--- DIRECTIVE ---
Reproduce the listing below line for line, with no changes.

+===+

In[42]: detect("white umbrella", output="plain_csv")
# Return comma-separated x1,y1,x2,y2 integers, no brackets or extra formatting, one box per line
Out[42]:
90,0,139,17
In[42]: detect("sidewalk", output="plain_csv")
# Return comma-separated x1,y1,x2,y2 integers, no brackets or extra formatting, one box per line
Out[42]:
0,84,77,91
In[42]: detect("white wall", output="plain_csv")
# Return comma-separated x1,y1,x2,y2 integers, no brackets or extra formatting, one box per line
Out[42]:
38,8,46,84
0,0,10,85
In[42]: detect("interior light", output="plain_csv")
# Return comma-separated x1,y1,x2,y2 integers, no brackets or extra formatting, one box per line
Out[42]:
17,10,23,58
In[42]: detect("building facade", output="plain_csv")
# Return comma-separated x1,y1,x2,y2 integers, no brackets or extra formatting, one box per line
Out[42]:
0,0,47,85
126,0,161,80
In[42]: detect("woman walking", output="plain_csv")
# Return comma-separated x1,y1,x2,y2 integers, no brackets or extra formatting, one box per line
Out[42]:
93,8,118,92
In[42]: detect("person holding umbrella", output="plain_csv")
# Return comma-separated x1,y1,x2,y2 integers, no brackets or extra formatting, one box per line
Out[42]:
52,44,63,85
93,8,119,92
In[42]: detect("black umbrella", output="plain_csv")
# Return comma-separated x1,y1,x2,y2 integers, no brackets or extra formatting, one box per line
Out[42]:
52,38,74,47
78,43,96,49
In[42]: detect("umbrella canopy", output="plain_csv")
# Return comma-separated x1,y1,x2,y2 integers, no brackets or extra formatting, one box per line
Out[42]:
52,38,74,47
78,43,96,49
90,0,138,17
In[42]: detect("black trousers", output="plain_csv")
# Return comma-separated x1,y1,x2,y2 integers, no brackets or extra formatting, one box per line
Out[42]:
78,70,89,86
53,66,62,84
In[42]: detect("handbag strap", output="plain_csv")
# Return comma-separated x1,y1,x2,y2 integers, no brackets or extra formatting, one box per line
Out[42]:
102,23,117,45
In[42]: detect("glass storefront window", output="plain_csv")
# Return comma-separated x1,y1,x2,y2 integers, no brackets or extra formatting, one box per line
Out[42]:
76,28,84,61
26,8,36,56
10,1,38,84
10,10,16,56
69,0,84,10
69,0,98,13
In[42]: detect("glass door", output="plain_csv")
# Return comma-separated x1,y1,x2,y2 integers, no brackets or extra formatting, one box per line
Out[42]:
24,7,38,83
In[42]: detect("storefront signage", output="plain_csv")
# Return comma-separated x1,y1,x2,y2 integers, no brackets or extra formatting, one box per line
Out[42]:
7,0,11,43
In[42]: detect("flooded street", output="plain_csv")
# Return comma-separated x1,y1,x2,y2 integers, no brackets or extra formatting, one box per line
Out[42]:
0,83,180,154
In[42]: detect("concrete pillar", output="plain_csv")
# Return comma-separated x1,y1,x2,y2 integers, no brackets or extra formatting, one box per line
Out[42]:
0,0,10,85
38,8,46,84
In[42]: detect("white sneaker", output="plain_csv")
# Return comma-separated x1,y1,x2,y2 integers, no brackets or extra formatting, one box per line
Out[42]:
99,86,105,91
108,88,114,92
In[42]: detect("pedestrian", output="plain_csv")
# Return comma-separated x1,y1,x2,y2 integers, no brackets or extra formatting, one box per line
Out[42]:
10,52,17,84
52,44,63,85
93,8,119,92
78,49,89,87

+===+

--- CORRECT OUTPUT ---
In[42]: detect("white umbrella", output="plain_csv")
# Return comma-separated x1,y1,x2,y2 integers, no brackets or extra formatting, one box per line
Out[42]:
90,0,139,17
In[42]: detect("sidewalk", output="plain_csv")
# Return comma-separated x1,y1,x2,y2 integers, no brackets or extra formatting, one box per line
Out[42]:
0,84,77,91
In[42]: detect("white wall", output="plain_csv")
# Return comma-separated x1,y1,x2,y2 integers, no brackets or extra formatting, one box per line
Out[42]:
38,8,46,84
0,0,10,85
In[42]: detect("interior light", output="plain_csv")
# Return comma-separated x1,y1,x2,y2 integers, no brackets or extra formatting, one box per line
Out[42]:
17,10,23,58
In[42]: detect("building facade", output="plain_csv")
# Return comma-separated x1,y1,x2,y2 integers, no brackets or extra formatting, one box per line
Out[42]:
0,0,47,85
126,0,161,80
In[42]: detect("woman walking", output="plain_csv")
# Return comma-separated x1,y1,x2,y2 integers, no brackets or extra formatting, one box per line
Out[42]:
93,8,118,92
In[42]: detect("person holding umbrella", output="plain_csv")
# Return comma-separated x1,y1,x2,y2 integers, no brackets or extra formatting, one box per line
Out[42]:
52,44,63,85
93,8,119,92
In[42]: detect("black umbrella", output="plain_csv")
# Return comma-separated x1,y1,x2,y2 integers, no brackets or extra formatting, one box per line
Out[42]:
52,38,74,47
78,43,96,49
In[42]: detect("umbrella canopy", output="plain_csv")
# Return comma-separated x1,y1,x2,y2 integers, no brackets or extra formatting, one box per line
Out[42]:
52,38,74,47
78,43,96,49
90,0,138,17
In[42]: detect("black trousers", output="plain_csv")
# Return comma-separated x1,y1,x2,y2 integers, no brackets or extra formatting, one box per line
Out[42]:
78,70,89,86
53,66,62,84
In[42]: detect("handbag strap", output="plain_csv")
# Return comma-separated x1,y1,x2,y2 integers, no brackets or extra formatting, one box per line
Out[42]:
102,23,117,45
In[42]: detect("glass storefront window", output="plain_csv")
# Return comma-separated x1,y1,x2,y2 integers, no brackets or extra formatting, one box per line
Out[42]:
76,28,84,61
26,8,36,56
10,1,38,84
10,10,16,56
69,0,84,10
69,0,98,13
In[42]: detect("glass door", output="plain_csv")
# Return comma-separated x1,y1,x2,y2 integers, no brackets or extra formatting, one box per line
Out[42]:
24,7,38,83
In[42]: detect("storefront signage", output="plain_csv")
# Return comma-separated x1,y1,x2,y2 integers, no brackets or extra formatting, one box per line
Out[42]:
7,0,11,43
In[42]: detect("flooded street", output="plain_csv")
# Return comma-separated x1,y1,x2,y2 integers, no brackets or extra formatting, one box per line
Out[42]:
0,83,180,154
In[42]: detect("concrete pillar", output="plain_csv")
# Return comma-separated x1,y1,x2,y2 integers, no brackets or extra formatting, one box per line
Out[42]:
0,0,10,85
38,8,46,84
In[42]: detect("white sneaker", output="plain_csv")
# Return comma-separated x1,y1,x2,y2 integers, no brackets or extra formatting, one box per line
Out[42]:
99,86,105,91
108,88,114,92
In[42]: detect("pedestrian", output="plain_csv")
# Return comma-separated x1,y1,x2,y2 integers, no brackets or extra formatting, one box per line
Out[42]:
10,52,17,84
52,44,63,85
93,8,119,92
78,49,89,87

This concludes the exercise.